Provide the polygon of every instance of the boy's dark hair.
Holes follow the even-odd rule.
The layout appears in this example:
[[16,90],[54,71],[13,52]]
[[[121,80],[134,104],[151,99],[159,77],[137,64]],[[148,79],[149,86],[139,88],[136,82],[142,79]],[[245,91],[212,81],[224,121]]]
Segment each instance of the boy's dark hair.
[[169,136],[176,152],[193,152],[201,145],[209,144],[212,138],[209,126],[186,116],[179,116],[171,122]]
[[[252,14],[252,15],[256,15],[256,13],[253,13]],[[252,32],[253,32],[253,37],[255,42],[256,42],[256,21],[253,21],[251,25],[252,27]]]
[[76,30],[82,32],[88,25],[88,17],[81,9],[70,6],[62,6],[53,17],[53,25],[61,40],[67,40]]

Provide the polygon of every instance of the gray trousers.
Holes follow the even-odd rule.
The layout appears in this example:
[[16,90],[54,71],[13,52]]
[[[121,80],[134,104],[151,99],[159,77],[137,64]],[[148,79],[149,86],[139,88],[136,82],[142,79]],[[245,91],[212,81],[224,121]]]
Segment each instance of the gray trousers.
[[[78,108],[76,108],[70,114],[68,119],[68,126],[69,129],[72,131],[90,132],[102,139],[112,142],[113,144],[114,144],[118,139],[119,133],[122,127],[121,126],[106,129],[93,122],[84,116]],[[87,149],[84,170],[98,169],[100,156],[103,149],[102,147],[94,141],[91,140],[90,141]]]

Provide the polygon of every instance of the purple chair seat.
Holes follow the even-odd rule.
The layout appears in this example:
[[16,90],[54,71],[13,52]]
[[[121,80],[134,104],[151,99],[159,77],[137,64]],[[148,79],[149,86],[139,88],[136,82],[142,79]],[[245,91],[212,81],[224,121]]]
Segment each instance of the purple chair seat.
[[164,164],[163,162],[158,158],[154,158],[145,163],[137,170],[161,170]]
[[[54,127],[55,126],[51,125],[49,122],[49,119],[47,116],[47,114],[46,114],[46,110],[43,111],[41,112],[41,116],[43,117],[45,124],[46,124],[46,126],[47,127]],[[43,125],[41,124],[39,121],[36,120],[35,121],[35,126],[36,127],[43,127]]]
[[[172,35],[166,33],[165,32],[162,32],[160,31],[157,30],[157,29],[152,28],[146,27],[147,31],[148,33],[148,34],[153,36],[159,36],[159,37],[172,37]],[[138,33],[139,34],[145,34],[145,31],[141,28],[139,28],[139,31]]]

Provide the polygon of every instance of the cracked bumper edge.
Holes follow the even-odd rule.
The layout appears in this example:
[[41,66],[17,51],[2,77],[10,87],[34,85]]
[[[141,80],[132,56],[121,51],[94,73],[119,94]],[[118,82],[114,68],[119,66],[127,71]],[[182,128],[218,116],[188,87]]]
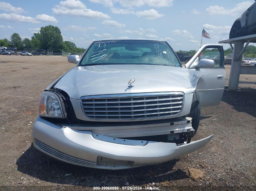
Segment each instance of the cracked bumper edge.
[[115,138],[63,128],[39,117],[33,142],[44,153],[68,163],[116,170],[166,162],[204,147],[213,136],[181,146],[170,143]]

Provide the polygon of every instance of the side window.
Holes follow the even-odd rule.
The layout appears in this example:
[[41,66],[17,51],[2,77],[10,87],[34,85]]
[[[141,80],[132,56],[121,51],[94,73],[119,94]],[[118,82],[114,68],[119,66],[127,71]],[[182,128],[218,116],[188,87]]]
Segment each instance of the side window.
[[206,48],[201,53],[198,58],[199,61],[203,58],[213,60],[215,64],[213,68],[222,67],[222,57],[220,48]]

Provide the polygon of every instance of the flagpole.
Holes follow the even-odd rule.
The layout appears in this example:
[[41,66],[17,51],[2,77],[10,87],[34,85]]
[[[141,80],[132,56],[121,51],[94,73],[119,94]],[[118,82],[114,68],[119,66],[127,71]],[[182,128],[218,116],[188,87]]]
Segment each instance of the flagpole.
[[[203,31],[204,30],[204,27],[203,28]],[[203,32],[202,32],[202,33]],[[202,35],[202,38],[201,39],[201,44],[200,45],[200,48],[201,48],[201,46],[202,46],[202,41],[203,40],[203,35],[202,35],[201,34],[201,35]]]

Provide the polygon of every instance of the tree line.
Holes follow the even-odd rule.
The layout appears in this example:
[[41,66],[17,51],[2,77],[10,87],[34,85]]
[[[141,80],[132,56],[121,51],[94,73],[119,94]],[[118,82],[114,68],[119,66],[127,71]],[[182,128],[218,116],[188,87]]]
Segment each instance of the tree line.
[[83,53],[85,51],[85,49],[77,47],[74,43],[63,41],[60,29],[51,25],[41,27],[39,33],[34,33],[31,40],[25,38],[22,40],[18,34],[13,33],[10,40],[7,38],[0,39],[0,46],[14,47],[19,50],[49,49],[53,50],[55,53],[61,52],[62,50],[76,53]]
[[[212,50],[213,51],[215,51]],[[216,51],[217,51],[216,50]],[[176,53],[187,53],[189,55],[194,56],[196,53],[197,51],[195,50],[191,50],[189,51],[185,51],[182,50],[180,50],[178,51],[175,52]],[[233,51],[231,48],[229,48],[226,50],[224,50],[224,55],[227,56],[229,54],[232,54]],[[256,46],[252,45],[248,45],[244,50],[243,54],[245,58],[256,58]]]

__________

> _WORK REQUIRED_
Which lines of the data contain the string "seat"? List every such line in full, matching case exactly.

> _WRITTEN ANSWER_
Provide the polygon of every instance of the purple chair seat.
Segment each instance of the purple chair seat.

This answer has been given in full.